# Potting aquatic plants?



## fishfinder (Aug 31, 2008)

I got two new plants last weekend (a larage Crinum calamistratum and a red tiger lotus) and don't have a deep enough substrate to cover the roots, my YoYo loaches have great fun uprooting them, so they float. If I get more gravel to cover them, I think the loaches will simply uproot them again. 

The crinum is a gorgeous 'crinkly octopus' looking plant and very dramatic. I'd hate to lose it. I was thinking of either getting more gravel to cover the roots and then covering them with river rock -- but the loaches seem rather Herculian in their efforts to move objects and uproot the plants. Should I pot the the plants instead? If so, how do you pot an aquatic plant? What type of pot and potting material should I choose? The root system on the crinum is at least 3 inches deep. It has thick fleshy roots. The red tiger lotus has a long bulb attached with many fine roots.


----------



## susankat (Nov 15, 2008)

Its pretty easy to pot these plants. Go to walmart or garden center and buy clay pots the size you want. You can also buy a small bag of aquatic soil as the plants would do better in this. Put enough soil in the pot to cover 1/2 of the bulb, then top off with gravel to just below the top of the bulb. Do not cover the crown. Soak in a sink of dechlorinated water, then slowly put pot into tank where you want it.


----------



## fishfinder (Aug 31, 2008)

Thank you, I'm just getting ready to go buy materials.


----------



## ladyonyx (Apr 20, 2009)

Crinums are beautiful plants. Please post pics when you get it potted and in your tank. I'd love to see how it looks.


----------



## fishfinder (Aug 31, 2008)

I bought everything but the soil since I couldn't find it anywhere, including the nurseries carrying pond supplies. I had to get extra gravel and river rock anyway to build up the substrate around the pots, So I decided just to make it extra deep around the roots with the river rock on top. They look great this way. 

I put slate round the crinum to begin with to hold the extra gravel. One of my pork chop rasboras (the one who wouldn't school with the rest) darted between it and the glass to hide and was wedged pretty tightly in. When I tilted the slate to let it out, it darted into the 'well' of new gravel. Sorry to say he didn't make it. He just seemed to do things backwards.

I was worried about my yoyo's, as I could only find two. But, a couple of hours later the third one came out of hiding and all is back to normal. 

I picked up a madagascar lace plant, but fear they take a higher level of skill than I have right now. It is small with only two leaves. The last one they had left in the tank. Wish me luck.

Here's a pic of my new crinmum calamistratum. Its on the left side. Hiding behind it is my gold neon tetra. You have to enlarge the image to see him.


Forgive the tacky scotch tape on my thermometer strip. This is actually the back of the aquarium.


----------



## susankat (Nov 15, 2008)

It needs to be in an area where it will get some good water movement so crud don't pack into the little holes on the leaves.


----------



## fishfinder (Aug 31, 2008)

It is directly under the filter outflow. Hope that works. Thank you for the advice.


----------

§ INSTRUCTIONS
(a) Answer these questions using the aquatic-plant thread:
(i) Which two plants did fishfinder get in the first post?
(ii) What kind of pots does susankat recommend buying?
(iii) According to fishfinder's last post, where is the crinum located?
(b) Rewrite the part of the aquatic-plant thread that begins at the words "Forgive the tacky" and stops after "on the leaves.", swapping "scotch tape" for "masking tape".
(c) List every kind of fish that fishfinder mentions keeping in the aquatic-plant thread.

Saved entries
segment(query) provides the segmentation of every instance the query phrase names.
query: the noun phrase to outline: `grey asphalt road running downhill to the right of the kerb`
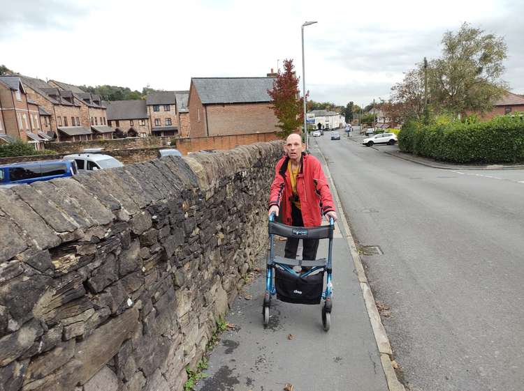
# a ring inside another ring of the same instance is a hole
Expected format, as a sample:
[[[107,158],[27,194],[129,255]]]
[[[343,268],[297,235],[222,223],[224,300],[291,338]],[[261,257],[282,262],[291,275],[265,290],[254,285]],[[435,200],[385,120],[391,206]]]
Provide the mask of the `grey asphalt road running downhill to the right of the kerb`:
[[[524,170],[435,169],[342,135],[310,146],[358,245],[382,253],[362,247],[405,385],[524,390]]]

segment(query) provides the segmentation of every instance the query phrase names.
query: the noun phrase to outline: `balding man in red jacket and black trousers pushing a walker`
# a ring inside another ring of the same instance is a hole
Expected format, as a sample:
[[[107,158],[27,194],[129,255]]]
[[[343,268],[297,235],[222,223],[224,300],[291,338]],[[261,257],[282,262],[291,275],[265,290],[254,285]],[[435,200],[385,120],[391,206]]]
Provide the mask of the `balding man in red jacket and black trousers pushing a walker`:
[[[303,153],[300,135],[293,133],[286,139],[285,155],[277,163],[275,179],[271,184],[269,212],[279,215],[282,222],[294,227],[316,227],[322,222],[321,215],[329,221],[337,220],[335,204],[326,176],[318,159]],[[318,239],[303,240],[303,259],[316,259]],[[284,256],[295,259],[298,239],[289,238]]]

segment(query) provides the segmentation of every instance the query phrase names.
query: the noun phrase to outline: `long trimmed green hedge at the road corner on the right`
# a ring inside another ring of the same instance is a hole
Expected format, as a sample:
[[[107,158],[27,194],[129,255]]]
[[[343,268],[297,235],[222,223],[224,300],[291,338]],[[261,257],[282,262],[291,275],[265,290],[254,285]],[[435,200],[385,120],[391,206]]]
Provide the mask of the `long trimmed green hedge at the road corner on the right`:
[[[524,117],[490,121],[405,123],[398,134],[400,151],[456,163],[524,162]]]

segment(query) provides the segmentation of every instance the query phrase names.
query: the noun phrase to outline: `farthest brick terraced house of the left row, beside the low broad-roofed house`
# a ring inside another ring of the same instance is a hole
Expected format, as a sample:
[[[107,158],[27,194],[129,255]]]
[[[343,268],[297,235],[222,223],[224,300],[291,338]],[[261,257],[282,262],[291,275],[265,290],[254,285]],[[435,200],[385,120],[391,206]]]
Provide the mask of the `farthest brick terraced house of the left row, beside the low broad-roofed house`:
[[[78,86],[57,80],[49,80],[48,84],[73,95],[75,104],[80,106],[80,123],[77,122],[76,126],[90,128],[94,139],[112,139],[115,130],[108,126],[107,110],[100,95],[82,91]]]

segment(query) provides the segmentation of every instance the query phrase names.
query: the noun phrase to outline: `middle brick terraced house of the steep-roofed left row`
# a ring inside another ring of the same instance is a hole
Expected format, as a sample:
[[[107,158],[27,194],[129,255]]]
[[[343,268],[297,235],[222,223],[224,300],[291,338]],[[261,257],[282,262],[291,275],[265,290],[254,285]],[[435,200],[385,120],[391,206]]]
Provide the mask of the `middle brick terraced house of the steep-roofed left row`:
[[[34,77],[20,75],[20,79],[29,98],[50,114],[50,132],[54,132],[58,141],[93,138],[89,125],[80,125],[80,102],[75,100],[71,91],[51,87]]]

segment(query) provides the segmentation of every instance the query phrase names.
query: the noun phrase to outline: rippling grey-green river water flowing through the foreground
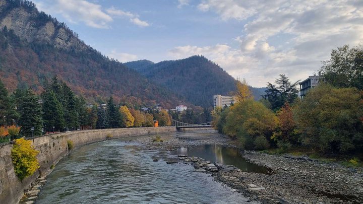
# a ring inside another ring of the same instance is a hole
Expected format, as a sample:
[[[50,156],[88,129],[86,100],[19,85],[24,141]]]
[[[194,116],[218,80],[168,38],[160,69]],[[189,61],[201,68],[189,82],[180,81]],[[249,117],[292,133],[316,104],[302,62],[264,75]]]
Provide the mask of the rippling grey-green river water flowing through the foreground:
[[[166,164],[167,152],[106,141],[84,146],[59,162],[36,203],[245,203],[248,199],[193,172]],[[251,203],[251,202],[249,202]]]

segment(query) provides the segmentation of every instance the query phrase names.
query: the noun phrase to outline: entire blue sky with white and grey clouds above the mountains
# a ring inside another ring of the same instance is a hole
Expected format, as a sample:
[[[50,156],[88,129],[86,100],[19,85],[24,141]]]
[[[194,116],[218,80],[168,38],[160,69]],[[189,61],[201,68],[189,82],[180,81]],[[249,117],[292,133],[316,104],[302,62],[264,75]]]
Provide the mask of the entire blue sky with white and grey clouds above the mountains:
[[[103,54],[154,62],[202,54],[263,87],[304,80],[332,49],[363,43],[363,1],[35,0]]]

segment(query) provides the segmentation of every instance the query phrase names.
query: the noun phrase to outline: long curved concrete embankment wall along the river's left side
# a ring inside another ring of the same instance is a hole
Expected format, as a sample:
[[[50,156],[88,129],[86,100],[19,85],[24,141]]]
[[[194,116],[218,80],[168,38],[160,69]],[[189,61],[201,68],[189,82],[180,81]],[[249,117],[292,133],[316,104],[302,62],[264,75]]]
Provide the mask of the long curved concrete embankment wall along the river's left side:
[[[24,194],[24,190],[29,188],[39,175],[47,175],[50,172],[50,166],[56,164],[68,154],[68,140],[72,141],[75,148],[77,148],[104,141],[107,134],[111,134],[112,139],[117,139],[174,131],[176,131],[175,127],[116,128],[62,132],[34,138],[33,146],[39,151],[37,159],[40,168],[22,182],[16,176],[12,164],[11,149],[13,145],[0,146],[0,203],[18,203]]]

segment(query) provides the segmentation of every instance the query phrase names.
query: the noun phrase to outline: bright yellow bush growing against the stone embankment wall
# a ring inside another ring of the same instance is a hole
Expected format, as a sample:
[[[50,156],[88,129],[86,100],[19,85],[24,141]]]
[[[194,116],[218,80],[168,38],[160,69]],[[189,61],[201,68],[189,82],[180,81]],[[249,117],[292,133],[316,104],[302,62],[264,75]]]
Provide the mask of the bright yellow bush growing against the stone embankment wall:
[[[15,140],[11,157],[14,171],[21,181],[39,168],[39,162],[36,158],[38,153],[39,151],[34,150],[31,146],[31,141],[24,138]]]

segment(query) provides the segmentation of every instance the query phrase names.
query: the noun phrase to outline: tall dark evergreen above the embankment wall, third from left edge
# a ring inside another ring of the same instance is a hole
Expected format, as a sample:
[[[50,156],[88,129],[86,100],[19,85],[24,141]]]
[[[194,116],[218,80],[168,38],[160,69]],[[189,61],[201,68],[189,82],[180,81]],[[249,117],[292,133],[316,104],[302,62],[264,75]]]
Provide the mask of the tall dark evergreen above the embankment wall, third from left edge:
[[[48,131],[64,130],[66,122],[64,120],[64,112],[61,103],[56,99],[53,91],[43,94],[43,120],[45,129]]]

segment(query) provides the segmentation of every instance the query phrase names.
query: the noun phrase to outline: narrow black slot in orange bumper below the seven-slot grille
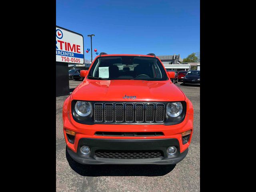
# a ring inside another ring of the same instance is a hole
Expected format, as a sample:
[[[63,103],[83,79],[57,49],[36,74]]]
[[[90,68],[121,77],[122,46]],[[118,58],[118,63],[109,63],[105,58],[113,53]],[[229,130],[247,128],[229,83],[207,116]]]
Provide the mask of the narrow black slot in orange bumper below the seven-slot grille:
[[[97,136],[123,136],[123,137],[148,137],[148,136],[164,136],[163,132],[95,132]]]

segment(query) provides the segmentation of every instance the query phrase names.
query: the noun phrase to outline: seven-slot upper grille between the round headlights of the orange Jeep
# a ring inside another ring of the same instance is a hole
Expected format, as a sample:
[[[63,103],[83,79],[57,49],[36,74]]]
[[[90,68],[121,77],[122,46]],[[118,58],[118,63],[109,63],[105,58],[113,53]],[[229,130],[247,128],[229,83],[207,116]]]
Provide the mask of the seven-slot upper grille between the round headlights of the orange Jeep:
[[[163,103],[94,103],[94,122],[163,123]]]

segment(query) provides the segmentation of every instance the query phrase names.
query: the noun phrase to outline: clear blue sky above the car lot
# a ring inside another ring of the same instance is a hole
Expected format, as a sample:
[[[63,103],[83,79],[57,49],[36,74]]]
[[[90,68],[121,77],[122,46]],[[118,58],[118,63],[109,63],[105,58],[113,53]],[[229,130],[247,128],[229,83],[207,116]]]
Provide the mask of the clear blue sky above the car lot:
[[[84,36],[107,54],[200,52],[200,0],[56,0],[56,25]],[[96,57],[93,51],[92,58]]]

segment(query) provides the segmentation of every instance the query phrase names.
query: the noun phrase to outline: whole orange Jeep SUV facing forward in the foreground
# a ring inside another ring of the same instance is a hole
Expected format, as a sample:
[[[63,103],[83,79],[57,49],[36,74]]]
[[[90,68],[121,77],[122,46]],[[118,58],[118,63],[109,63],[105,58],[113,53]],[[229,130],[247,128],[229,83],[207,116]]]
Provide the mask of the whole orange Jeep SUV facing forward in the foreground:
[[[65,100],[63,131],[81,164],[176,164],[188,153],[193,106],[155,54],[97,56]]]

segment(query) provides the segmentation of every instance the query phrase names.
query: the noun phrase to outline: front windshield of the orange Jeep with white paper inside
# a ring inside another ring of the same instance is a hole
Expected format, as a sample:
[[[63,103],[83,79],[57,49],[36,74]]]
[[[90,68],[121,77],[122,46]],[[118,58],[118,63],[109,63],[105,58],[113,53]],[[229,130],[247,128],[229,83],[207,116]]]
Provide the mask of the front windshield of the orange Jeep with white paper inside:
[[[166,72],[157,58],[142,56],[104,56],[98,57],[88,79],[107,80],[168,80]]]

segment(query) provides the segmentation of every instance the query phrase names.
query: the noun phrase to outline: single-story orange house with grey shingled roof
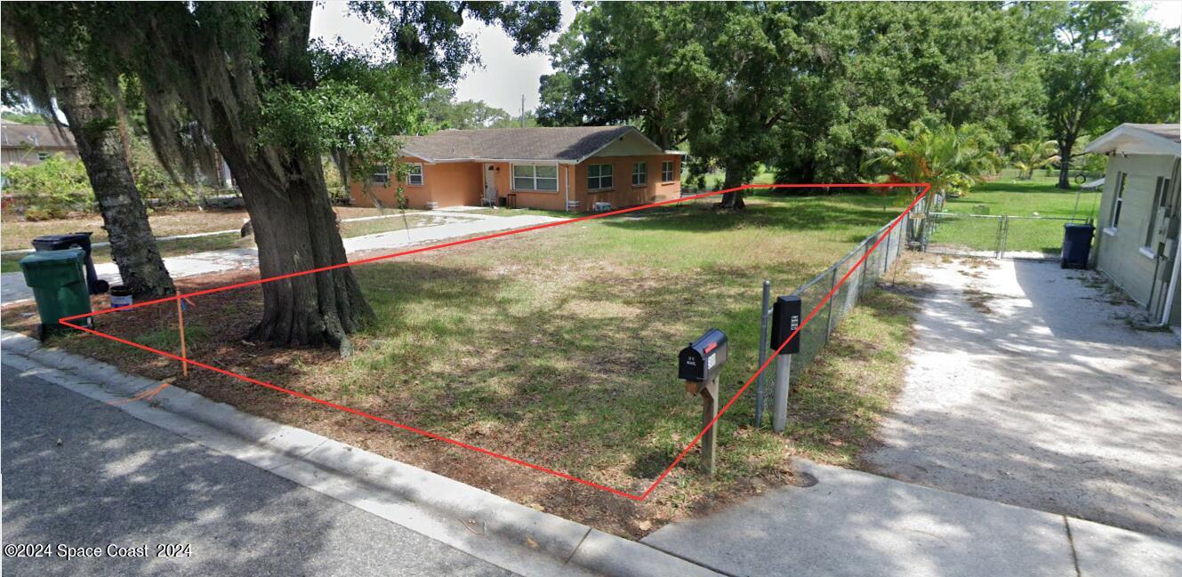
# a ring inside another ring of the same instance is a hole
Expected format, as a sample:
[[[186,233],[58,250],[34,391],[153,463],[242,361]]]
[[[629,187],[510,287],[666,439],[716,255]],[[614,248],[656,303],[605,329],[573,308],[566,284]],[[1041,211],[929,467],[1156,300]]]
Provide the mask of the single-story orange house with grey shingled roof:
[[[441,130],[407,138],[403,194],[409,208],[511,206],[603,210],[681,195],[683,153],[662,150],[632,127]],[[350,182],[358,206],[372,206],[363,182]],[[387,169],[369,194],[397,205]]]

§ PER-TASK OUTPUTS
(a)
(i) A large Crinum calamistratum and a red tiger lotus.
(ii) Clay pots.
(iii) Directly under the filter outflow.

(b)
Forgive the tacky masking tape on my thermometer strip. This is actually the back of the aquarium.


----------



## susankat (Nov 15, 2008)

It needs to be in an area where it will get some good water movement so crud don't pack into the little holes on the leaves.

(c)
YoYo loaches
pork chop rasboras
gold neon tetra